Exercise details
Although the records contain pictures, only their text should be repeated, exactly as it stands.
┌────────
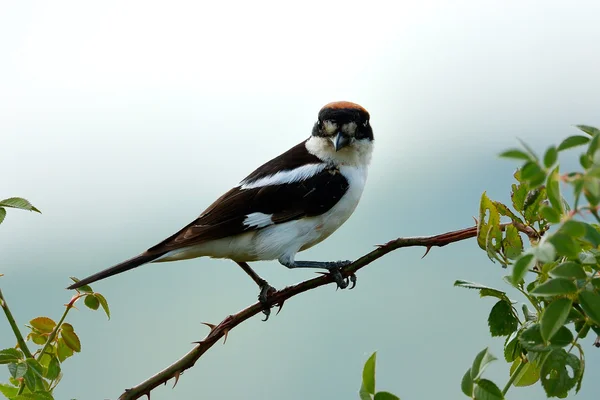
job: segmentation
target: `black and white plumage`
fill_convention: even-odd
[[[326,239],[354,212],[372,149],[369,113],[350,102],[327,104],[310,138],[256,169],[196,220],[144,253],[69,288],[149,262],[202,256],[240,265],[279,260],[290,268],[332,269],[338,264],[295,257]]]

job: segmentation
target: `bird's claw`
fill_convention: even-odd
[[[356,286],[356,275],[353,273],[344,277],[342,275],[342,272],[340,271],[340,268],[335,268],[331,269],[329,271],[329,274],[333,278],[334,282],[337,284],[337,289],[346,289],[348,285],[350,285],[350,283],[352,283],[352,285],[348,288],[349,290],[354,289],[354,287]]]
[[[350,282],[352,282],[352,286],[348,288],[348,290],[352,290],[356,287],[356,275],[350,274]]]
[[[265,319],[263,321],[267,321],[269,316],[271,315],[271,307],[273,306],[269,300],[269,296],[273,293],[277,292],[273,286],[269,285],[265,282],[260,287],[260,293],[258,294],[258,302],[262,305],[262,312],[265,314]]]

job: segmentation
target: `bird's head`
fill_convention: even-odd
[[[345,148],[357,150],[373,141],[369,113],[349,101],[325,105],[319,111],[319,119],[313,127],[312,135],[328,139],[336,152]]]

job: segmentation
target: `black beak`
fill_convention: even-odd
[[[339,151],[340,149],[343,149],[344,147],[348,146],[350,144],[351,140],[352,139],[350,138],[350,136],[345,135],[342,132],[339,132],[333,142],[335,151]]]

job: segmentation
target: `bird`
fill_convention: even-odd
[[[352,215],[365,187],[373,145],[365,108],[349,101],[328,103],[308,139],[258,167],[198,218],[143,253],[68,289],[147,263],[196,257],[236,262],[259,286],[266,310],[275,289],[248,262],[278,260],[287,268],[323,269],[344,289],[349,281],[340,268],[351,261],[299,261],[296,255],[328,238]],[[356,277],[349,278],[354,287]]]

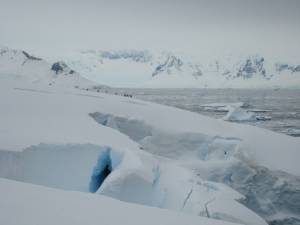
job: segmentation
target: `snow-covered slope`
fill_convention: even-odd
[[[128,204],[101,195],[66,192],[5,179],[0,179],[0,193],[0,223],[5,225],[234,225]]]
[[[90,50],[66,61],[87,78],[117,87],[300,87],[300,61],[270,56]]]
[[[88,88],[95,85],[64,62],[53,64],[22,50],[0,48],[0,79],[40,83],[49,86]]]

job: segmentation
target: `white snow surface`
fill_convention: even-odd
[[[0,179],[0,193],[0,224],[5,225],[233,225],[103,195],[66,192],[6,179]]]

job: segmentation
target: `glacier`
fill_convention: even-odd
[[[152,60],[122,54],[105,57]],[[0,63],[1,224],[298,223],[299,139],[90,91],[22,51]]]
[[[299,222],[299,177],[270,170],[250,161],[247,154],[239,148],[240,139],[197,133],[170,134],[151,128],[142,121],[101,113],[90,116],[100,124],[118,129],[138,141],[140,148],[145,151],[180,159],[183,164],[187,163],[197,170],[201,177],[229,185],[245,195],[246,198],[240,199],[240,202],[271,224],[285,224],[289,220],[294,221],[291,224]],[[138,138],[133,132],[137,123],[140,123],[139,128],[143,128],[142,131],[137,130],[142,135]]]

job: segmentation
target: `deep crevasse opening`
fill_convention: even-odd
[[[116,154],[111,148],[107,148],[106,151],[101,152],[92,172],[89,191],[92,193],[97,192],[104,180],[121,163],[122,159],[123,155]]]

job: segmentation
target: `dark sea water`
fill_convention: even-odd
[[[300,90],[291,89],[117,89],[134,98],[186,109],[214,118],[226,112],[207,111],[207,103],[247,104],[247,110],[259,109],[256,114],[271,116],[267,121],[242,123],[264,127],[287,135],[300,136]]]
└────────
Completed exercise
job: segmentation
target: `black and white plumage`
fill_convention: even-odd
[[[326,239],[354,212],[372,149],[369,113],[350,102],[327,104],[310,138],[256,169],[196,220],[144,253],[69,288],[149,262],[202,256],[240,265],[279,260],[290,268],[332,269],[338,264],[295,257]]]

job: segmentation
target: `bird's claw`
fill_convention: even-odd
[[[356,286],[356,275],[353,273],[344,277],[342,275],[342,272],[340,271],[340,268],[335,268],[331,269],[329,271],[329,274],[333,278],[334,282],[337,284],[337,289],[346,289],[348,285],[350,285],[350,283],[352,283],[352,285],[348,288],[349,290],[354,289],[354,287]]]
[[[350,282],[352,282],[352,286],[348,288],[348,290],[352,290],[356,287],[356,275],[350,274]]]
[[[265,319],[263,321],[267,321],[269,316],[271,315],[271,307],[273,306],[269,300],[269,296],[273,293],[277,292],[273,286],[269,285],[265,282],[260,287],[260,293],[258,294],[258,302],[262,305],[262,312],[265,314]]]

job: segmentation
target: `bird's head`
fill_convention: even-odd
[[[345,148],[357,150],[373,141],[369,113],[349,101],[325,105],[319,111],[319,119],[313,127],[312,135],[328,139],[336,152]]]

job: segmentation
target: `black beak`
fill_convention: even-odd
[[[339,151],[340,149],[343,149],[344,147],[348,146],[350,144],[351,140],[352,139],[350,138],[350,136],[345,135],[342,132],[339,132],[333,142],[335,151]]]

job: segmentation
target: `bird`
fill_convention: even-odd
[[[352,215],[365,187],[373,145],[365,108],[349,101],[328,103],[308,139],[258,167],[198,218],[143,253],[68,289],[147,263],[196,257],[236,262],[259,286],[266,310],[275,289],[248,262],[278,260],[287,268],[323,269],[344,289],[349,281],[340,268],[351,261],[299,261],[296,255],[328,238]],[[356,277],[349,278],[354,287]]]

job: segmentation
target: `snow-covered slope`
fill_convention: even-odd
[[[128,204],[101,195],[66,192],[5,179],[0,179],[0,193],[0,223],[5,225],[234,225]]]
[[[90,50],[66,61],[87,78],[117,87],[300,87],[300,61],[270,56]]]
[[[88,88],[95,85],[64,62],[53,64],[22,50],[0,48],[0,79],[40,83],[49,86]]]

job: segmentation
target: `white snow surface`
fill_convention: even-odd
[[[0,179],[0,193],[0,224],[5,225],[233,225],[103,195],[66,192],[6,179]]]

job: segmentation
target: `glacier`
fill_convention: even-odd
[[[152,60],[122,54],[105,57]],[[0,63],[1,224],[298,223],[299,139],[90,91],[22,51]]]
[[[299,222],[299,177],[270,170],[250,161],[247,154],[239,148],[240,139],[197,133],[170,134],[151,128],[142,121],[101,113],[90,116],[100,124],[118,129],[138,141],[140,148],[145,151],[180,159],[183,164],[187,163],[197,170],[201,177],[229,185],[245,195],[246,198],[240,199],[240,202],[271,224],[285,224],[289,220],[294,221],[291,224]],[[138,138],[133,132],[137,123],[140,123],[139,128],[143,128],[142,131],[137,130],[142,135]]]

job: segmentation
target: `deep crevasse opening`
fill_convention: even-odd
[[[116,154],[111,148],[107,148],[106,151],[101,152],[92,172],[89,191],[92,193],[97,192],[104,180],[121,163],[122,159],[123,155]]]

job: segmentation
target: `dark sea water`
fill_convention: even-odd
[[[300,90],[291,89],[117,89],[134,98],[186,109],[214,118],[226,112],[207,111],[207,103],[247,104],[247,110],[259,109],[256,114],[271,116],[267,121],[242,123],[264,127],[287,135],[300,136]]]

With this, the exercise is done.